- ROWS
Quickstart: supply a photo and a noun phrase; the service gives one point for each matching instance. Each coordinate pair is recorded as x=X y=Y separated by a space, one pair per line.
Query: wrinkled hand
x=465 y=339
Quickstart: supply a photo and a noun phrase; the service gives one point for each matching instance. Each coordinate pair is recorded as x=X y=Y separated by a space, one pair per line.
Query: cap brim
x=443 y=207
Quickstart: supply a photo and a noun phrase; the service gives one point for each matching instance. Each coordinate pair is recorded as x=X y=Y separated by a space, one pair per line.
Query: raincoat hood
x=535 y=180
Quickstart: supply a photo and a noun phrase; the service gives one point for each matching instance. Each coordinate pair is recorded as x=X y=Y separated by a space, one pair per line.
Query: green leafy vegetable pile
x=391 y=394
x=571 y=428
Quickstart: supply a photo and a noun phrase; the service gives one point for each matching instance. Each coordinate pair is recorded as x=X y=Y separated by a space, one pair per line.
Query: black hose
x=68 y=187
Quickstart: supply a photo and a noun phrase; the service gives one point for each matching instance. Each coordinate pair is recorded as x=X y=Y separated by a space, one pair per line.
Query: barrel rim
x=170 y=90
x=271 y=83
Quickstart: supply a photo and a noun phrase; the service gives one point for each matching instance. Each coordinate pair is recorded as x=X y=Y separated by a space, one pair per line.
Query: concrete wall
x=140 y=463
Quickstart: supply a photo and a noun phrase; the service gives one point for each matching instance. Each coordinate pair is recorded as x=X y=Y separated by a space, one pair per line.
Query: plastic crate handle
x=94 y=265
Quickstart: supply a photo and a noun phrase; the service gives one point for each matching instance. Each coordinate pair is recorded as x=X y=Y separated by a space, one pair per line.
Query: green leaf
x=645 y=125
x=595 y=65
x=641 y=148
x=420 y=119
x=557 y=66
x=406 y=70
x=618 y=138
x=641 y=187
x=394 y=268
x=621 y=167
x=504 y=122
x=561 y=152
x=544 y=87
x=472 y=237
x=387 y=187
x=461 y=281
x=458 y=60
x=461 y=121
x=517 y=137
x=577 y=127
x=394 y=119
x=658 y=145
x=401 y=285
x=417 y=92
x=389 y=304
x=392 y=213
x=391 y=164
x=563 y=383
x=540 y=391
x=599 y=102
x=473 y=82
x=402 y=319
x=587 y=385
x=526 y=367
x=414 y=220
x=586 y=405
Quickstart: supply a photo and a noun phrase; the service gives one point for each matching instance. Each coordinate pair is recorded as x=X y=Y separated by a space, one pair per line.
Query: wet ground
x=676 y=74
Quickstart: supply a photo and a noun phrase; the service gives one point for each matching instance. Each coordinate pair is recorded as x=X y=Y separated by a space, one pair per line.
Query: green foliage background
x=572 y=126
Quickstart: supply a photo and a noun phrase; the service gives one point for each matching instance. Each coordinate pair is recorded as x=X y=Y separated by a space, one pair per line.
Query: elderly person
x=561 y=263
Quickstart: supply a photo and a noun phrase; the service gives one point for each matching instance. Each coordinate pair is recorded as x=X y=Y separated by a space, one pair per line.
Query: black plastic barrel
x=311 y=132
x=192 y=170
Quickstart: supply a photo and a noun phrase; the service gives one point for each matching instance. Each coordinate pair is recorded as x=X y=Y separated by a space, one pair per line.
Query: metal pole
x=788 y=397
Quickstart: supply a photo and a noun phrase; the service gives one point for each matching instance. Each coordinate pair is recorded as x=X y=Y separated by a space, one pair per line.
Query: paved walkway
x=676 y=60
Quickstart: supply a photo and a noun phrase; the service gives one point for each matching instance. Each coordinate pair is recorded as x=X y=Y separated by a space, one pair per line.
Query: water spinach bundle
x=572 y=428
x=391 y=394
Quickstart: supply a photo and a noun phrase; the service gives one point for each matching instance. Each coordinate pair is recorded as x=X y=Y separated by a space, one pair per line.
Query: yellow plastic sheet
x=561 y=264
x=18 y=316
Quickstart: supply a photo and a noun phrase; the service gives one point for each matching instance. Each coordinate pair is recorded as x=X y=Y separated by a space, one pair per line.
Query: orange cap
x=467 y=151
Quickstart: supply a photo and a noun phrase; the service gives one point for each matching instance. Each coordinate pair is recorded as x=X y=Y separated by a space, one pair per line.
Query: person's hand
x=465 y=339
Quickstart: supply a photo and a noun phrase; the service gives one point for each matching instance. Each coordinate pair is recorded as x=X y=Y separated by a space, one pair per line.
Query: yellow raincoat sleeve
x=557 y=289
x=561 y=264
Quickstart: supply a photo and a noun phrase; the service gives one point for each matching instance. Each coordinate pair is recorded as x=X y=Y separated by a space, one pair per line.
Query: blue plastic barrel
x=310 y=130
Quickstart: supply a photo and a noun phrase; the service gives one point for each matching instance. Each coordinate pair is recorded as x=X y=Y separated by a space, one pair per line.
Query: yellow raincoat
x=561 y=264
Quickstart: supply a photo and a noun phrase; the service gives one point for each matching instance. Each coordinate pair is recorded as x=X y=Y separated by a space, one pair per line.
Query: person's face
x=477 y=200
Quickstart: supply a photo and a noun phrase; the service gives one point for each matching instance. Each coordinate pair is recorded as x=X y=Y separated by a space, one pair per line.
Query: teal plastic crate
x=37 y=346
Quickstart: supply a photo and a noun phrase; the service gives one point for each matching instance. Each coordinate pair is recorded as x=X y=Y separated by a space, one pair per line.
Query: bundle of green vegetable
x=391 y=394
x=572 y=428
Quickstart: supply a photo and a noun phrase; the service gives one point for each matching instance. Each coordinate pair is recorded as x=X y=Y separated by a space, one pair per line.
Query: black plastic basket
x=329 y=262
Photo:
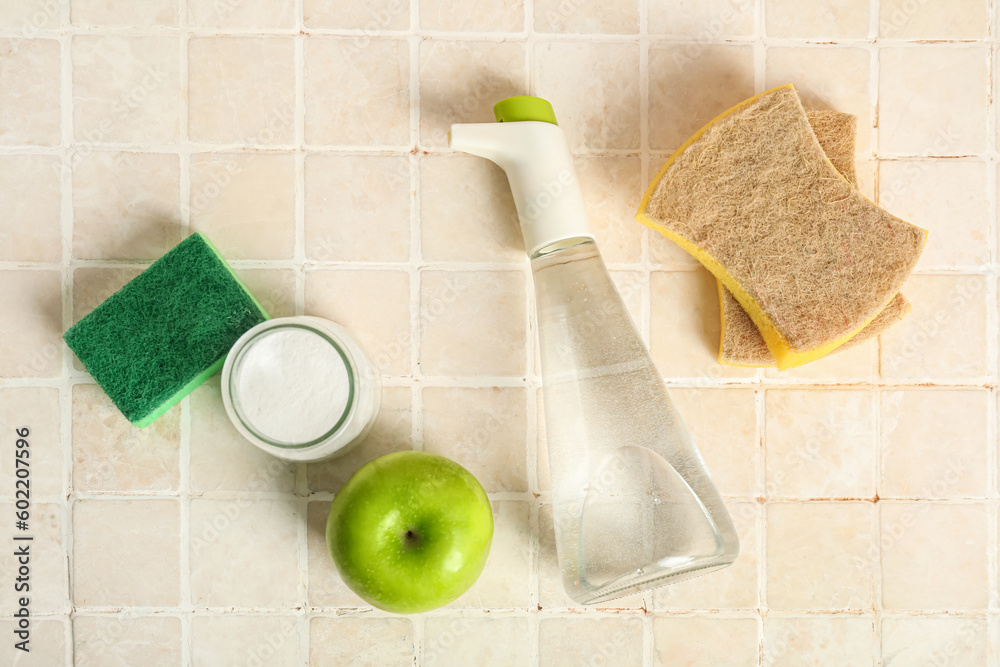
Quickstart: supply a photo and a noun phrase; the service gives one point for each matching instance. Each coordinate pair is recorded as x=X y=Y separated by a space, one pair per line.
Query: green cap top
x=524 y=107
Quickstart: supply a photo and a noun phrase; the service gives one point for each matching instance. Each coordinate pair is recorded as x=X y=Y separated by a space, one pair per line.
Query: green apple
x=410 y=531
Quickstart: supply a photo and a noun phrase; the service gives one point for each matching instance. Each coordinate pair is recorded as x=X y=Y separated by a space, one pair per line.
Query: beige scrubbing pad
x=742 y=344
x=753 y=197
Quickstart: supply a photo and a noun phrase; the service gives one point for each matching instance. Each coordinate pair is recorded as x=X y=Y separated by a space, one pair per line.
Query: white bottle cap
x=536 y=158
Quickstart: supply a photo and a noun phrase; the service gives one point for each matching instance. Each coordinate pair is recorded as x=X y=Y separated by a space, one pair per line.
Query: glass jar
x=301 y=388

- WRITTEN PROBLEM
Pull out every line of the items above that contains the word "black", copying each such line in full.

- RESPONSE
Query: black hose
Query: black plastic barrel
Query: black plastic basket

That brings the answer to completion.